> Given passage:
>>

Final project for MAS.630, Spring 2005

Affective Photography

by Enrico Costanza

Introduction

The aim of the project is to explore the possibility of using data from a physiological sensor to annotate, filter and browse photographs.

The original idea includes a digital camera and photo display augmented with an affect sensor. Every time a picture is taken, the camera reads from the sensors and stores the data with the image. The sensor data associated with each image is then used within the display system to determine which photos to show: only photos with associated data matching the current state of the viewer are visualized. In other words the system is designed to allow browsing the images based on the current affective state of the viewers, creating a sort of "affective photo diary".

Assuming that a large collection of photos and associated sensor data samples is available, the system described should allow users to explore the continuity of affect and of those affective states which can be hard to describe in words, but that can be understood by recalling (with the help of the automatically displayed photos) memories of other situations in which they occurred. The system also aims at providing a novel way of filtering and indexing images.

Related Work

A number of other systems have been reported about the use of sensors to augment photo cameras.

StartleCam is a wearable camera which is triggered every time a startle reaction is detected in the galvanic skin response of the user.

In SenseCam a wearable camera is augmented with accelerometers, passive IR sensor, visible light sensor and temperature sensor. A photo is taken every time an event is detected by one of the sensors, such as a person passing by or a sudden light level change. SenseCam also continuously records the sensor data, and the stored data can then be transferred to a PC and browsed based on time.

The project was also partially inspired by the "Mile Markers" project, an art project in which a photograph was automatically taken at every mile on a coast to coast road trip (the camera was controlled by the car odometer).

Compared to other systems that involve photography and affective computing such as StartleCam or SenseCam, the approach proposed here is different in at least two major ways. First, it leaves to the photographer the decision of the shoot (and hence the shoot composition): taking a photograph is a way of selecting and isolating a subject and an instant in time. Second, the focus in this project is on the continuity (in mathematical sense) of affective signals, while StartleCam and SenseCam try to find patterns in the signals that identify events (such as the startle reaction).

<<

> Data shown:

>>

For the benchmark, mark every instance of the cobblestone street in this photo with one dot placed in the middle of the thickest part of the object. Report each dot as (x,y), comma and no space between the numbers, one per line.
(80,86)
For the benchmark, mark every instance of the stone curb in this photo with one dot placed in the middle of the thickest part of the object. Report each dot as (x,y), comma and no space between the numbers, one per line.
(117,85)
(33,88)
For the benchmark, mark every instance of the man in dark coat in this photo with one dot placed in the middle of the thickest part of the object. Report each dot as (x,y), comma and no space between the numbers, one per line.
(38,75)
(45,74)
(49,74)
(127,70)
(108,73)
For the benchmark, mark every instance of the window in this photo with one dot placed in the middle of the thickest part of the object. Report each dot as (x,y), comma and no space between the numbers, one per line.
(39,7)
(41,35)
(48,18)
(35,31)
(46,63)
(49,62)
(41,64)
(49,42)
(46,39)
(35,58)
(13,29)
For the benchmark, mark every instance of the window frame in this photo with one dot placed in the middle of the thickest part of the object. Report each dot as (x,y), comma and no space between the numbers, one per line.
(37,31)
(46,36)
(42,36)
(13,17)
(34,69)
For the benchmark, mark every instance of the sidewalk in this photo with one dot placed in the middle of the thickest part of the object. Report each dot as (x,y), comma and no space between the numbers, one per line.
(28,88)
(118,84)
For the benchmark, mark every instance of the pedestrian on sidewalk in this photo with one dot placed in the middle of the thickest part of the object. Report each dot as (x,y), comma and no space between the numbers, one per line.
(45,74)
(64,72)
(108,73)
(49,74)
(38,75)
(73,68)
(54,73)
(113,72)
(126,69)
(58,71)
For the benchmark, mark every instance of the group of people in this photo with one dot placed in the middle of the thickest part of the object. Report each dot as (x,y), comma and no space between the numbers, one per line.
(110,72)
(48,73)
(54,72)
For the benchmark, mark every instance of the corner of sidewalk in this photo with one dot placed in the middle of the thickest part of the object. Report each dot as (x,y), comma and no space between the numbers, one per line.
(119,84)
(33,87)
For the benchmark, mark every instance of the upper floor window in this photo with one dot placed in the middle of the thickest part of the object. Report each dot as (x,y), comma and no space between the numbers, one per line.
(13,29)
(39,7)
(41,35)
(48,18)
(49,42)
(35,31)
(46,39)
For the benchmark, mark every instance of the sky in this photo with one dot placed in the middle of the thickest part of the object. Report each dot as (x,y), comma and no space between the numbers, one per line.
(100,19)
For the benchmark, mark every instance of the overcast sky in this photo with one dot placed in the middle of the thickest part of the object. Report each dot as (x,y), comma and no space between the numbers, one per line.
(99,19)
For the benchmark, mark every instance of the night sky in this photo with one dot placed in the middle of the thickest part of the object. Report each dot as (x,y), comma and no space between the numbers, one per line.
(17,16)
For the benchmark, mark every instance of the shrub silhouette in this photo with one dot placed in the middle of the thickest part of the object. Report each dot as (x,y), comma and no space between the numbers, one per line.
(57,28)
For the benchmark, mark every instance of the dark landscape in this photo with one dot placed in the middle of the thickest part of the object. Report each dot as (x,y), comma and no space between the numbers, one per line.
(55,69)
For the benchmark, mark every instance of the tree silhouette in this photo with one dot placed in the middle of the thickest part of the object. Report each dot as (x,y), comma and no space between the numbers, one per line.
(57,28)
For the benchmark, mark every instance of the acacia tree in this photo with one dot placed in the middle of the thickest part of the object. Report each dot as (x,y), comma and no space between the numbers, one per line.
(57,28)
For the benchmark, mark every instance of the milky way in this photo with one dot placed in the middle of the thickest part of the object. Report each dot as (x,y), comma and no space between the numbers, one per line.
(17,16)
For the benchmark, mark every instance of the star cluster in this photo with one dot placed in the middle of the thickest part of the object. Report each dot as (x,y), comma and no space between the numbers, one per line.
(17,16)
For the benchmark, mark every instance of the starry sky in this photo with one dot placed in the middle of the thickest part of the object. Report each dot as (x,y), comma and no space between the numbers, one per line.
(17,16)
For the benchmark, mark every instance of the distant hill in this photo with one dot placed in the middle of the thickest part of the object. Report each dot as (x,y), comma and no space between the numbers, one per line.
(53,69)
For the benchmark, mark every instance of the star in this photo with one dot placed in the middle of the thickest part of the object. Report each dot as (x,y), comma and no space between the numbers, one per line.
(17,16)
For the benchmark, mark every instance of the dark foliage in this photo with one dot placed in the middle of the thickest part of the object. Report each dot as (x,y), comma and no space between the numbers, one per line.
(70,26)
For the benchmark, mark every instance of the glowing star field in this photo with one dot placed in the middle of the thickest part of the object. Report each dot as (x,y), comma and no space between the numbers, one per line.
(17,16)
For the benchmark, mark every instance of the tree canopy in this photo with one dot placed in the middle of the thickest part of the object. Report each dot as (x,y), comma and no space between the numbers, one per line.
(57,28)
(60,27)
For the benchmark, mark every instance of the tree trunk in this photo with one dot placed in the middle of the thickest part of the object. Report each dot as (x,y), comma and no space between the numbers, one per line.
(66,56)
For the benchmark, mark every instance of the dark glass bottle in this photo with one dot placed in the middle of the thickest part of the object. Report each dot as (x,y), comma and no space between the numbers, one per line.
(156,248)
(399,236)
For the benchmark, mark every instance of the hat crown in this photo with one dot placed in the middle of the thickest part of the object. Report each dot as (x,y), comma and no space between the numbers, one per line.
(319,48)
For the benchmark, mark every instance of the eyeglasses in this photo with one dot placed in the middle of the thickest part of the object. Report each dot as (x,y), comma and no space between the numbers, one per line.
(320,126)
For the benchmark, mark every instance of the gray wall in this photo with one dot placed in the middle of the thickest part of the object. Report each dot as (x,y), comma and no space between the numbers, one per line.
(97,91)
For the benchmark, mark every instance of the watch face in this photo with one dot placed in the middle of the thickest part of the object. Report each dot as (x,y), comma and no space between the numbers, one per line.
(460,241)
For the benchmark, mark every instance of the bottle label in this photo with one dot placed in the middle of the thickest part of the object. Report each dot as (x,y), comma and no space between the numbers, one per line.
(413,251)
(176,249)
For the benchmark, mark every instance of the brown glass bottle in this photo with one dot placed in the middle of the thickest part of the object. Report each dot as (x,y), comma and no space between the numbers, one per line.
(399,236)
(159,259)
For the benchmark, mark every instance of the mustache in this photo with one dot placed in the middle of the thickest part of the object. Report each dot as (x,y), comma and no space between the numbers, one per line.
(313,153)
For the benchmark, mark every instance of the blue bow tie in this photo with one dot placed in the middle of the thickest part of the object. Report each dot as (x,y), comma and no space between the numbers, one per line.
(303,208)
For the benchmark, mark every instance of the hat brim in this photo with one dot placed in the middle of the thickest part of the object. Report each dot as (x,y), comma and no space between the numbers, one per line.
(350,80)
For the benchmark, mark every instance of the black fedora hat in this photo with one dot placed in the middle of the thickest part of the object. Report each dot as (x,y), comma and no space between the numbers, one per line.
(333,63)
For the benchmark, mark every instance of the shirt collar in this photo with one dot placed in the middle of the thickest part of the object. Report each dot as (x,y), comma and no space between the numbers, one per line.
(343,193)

<<

> What is asked:
• a. Pick out and copy every line in the listing that contains the word "window".
• b. Proceed with the write-up on affective photography, starting right after its final sentence.

> Exercise answers:
• a.
For the benchmark, mark every instance of the window in this photo with one dot placed in the middle of the thickest part of the object. Report each dot as (x,y), comma and no space between the numbers, one per line.
For the benchmark, mark every instance of the window frame in this photo with one dot placed in the middle of the thickest part of the object. Report each dot as (x,y), comma and no space between the numbers, one per line.
For the benchmark, mark every instance of the upper floor window in this photo with one dot placed in the middle of the thickest part of the object. Report each dot as (x,y), comma and no space between the numbers, one per line.

• b.
Implementation

The Affective Photography system is composed of two separate parts: camera and display, both augmented with the same physiological sensor. In general different types of sensors could be used, even multiple ones at the same time. In this project, however, the choice was for the "HandWave": a wireless GSR sensor by Carson Reynolds and others. The HandWave streams the acquired GSR data via a serial connection over Bluetooth (RFCOMM protocol). Simple electrodes were constructed using conductive tape (about 4 cm2 in size), as shown in figure 2.

Camera

The camera or "recording system" was implemented on a Series 60 mobile phone equipped with a digital camera and Bluetooth radio. The choice was driven by the fact that compared to most digital cameras this type of phones is more easily programmable and include the Bluetooth capabilities.

A software module (class) was created for the phone to connect to the HandWave device and record the streamed data in a circular buffer fitting about 10 seconds of data. The content of the buffer can be at any time saved to a file on the phone. The data files on the phone can later be transferred to a PC for processing and analysis.

The source code for the acquisition module can be found here. A GUI application to interactively record data was also implemented and it is available with its source here.

To implement the affective photography application one of the camera examples available on the Nokia website was modified to acquire data from the Bluetooth sensor and save it every time a photo is taken. The Nokia example code is not re-distributable but can be found here, while the additions can be found in this diff file.

Display

The display part of the system was implemented on a PC under Linux.
A framework was built in C++ for the signal acquisition and processing, and for interfacing with a GUI application. The signal is acquired from the Bluetooth serial connection, converted (from the native HandWave format to micro siemens) and stored in a circular buffer. Every time N new samples are ready, the last k*N samples are passed to a data processing function (implementing a "sliding window" behaviour). Values for k and N can be arbitrarily set in the framework. The processing function can be running in the same thread of execution of the acquisition routine or in a separate one. The results of the processing module are made available to the application, which runs in a separate thread. The acquired signal can also be displayed in a window for debug.

The framework was designed to be flexible and be usable with different types of sensors and applications. For the AP project a simple photo display application was implemented to display one of a number of stored images according to the result of the processing of the current data frame. As illustrated in Figure 1, together with each photo a plot of the associated waveform is displayed.

The source code for the framework and the photo display application can be found here. The program relies on Gtkmm, as well as a Bluetooth stack implementation for Linux, such as blueZ.


Figure 1.
A screen shot of the display system. Each of the bars in the signal plot (bottom right) represents a block of N samples. Other screen shots are available here.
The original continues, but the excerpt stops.